Why make a good class better?

“We got an assignment to take a good class and make it better. That’s stupid. Why not take a bad class and make it better?”

I’ve been thinking about this statement a lot since I heard it. I have a sneaking suspicion that the reason the assignment wasn’t “take a bad class and make it better” is that whoever was giving the assignment assumed the teachers already do that. In this post I want to respond to the first part: why make a good class better?

Digging right in, then…
What is a ‘good class’?

I have to say, I don’t really know what a good class is.
Maybe it’s one where the time flies,  I’m engaged in the material and I leave feeling excited to use the things I’ve learned right away (I know: I’m the teacher and that’s sort of a selfish definition).
Maybe a good class is one in which the students are actively participating, I’m “in the zone”, the students leave tired from all the challenging but useful practice and they say thank you (don’t laugh – it could happen).

• • •

_Written instruction_:
Write the next part of the post about making a good class better, starting after its last sentence. The lines after this come from a separate source.

• • •

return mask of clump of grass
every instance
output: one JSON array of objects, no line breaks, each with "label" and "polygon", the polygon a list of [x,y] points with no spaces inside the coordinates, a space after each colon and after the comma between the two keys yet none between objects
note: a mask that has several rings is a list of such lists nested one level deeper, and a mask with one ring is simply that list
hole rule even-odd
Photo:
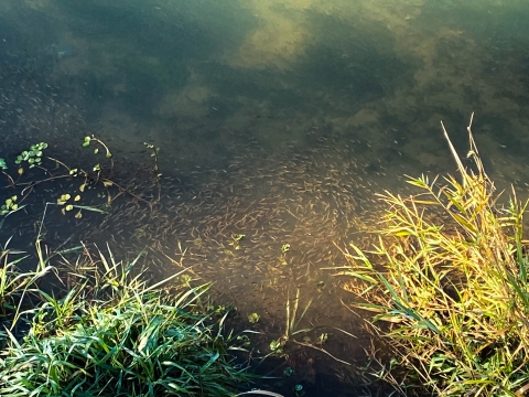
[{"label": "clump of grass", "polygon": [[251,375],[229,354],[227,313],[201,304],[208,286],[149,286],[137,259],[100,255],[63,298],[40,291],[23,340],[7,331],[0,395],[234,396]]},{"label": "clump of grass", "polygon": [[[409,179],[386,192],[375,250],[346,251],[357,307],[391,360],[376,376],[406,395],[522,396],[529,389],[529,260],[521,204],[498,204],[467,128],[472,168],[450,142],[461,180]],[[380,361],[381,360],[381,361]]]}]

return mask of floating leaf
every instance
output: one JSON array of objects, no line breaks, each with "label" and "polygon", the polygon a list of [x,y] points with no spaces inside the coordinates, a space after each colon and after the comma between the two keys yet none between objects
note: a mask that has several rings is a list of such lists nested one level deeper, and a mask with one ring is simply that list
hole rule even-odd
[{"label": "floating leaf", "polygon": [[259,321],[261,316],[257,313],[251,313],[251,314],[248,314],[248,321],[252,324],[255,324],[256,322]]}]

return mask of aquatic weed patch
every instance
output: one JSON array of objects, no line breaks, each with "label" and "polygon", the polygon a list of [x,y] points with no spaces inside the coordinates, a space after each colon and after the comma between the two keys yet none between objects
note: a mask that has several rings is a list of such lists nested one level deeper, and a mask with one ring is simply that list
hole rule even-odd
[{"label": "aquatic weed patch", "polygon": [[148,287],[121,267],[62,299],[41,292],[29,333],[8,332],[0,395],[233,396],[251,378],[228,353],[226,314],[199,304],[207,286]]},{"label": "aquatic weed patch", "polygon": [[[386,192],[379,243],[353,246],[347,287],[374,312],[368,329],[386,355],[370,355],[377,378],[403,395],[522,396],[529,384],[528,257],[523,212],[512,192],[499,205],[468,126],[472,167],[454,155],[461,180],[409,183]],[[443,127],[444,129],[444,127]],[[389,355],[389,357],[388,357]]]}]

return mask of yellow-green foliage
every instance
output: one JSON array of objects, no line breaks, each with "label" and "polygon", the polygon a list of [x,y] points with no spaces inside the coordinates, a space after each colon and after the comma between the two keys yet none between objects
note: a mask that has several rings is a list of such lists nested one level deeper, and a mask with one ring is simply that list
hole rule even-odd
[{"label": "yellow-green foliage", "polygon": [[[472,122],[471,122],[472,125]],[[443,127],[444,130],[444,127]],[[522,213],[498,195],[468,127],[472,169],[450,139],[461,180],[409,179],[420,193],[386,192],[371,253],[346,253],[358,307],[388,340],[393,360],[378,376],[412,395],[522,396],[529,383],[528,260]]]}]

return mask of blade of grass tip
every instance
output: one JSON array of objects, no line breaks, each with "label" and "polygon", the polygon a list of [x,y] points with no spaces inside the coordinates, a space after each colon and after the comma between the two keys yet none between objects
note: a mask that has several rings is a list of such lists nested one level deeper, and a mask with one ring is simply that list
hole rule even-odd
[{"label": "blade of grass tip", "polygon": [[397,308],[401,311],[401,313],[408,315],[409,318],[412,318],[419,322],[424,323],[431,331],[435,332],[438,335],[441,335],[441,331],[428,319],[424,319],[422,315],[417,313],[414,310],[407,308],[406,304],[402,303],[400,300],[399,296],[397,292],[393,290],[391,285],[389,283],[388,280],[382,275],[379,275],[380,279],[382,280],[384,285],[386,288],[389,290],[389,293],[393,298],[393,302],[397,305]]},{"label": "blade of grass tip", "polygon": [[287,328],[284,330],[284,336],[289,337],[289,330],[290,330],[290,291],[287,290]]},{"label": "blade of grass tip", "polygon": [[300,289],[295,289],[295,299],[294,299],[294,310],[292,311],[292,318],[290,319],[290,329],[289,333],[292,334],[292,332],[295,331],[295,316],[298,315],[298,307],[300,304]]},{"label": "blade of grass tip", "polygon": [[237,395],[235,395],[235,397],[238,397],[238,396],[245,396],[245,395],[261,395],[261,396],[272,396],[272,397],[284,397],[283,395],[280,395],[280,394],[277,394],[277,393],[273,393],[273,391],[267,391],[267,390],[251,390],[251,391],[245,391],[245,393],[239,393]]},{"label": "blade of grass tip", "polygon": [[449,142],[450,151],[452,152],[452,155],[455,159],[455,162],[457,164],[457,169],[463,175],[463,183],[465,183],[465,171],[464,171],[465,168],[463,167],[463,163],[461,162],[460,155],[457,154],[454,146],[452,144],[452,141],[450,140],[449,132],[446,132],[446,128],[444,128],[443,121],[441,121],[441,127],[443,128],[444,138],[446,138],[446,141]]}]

• • •

_Output below_:
Maybe it’s one where the students are concentrating and interested and willing and I’m able to complete the lesson plan for once (an unfulfilled dream).
When I was a kindergarten teacher, sometimes a good class was one where the kids left the classroom speaking English to each other (not even necessarily things we’d learned that day) or singing or repeating a phrase that had captured them, but other times a good class was simply one in which no one cried.
My point is that whatever a “good class” is, it’s a personal evaluation based on feelings and observations.

Reflection

Suppose, at any rate, that I have something I evaluate as a good class. This is where reflection comes in (and why it might be useful to either record your class or be observed by another teacher). Why was it good? What specific things happened that caused me to evaluate the class as good? I might come up with a variety of responses. Then I have to ask a new question: why did those things happen? One goal of these questions is to arrive at the things that are within my control.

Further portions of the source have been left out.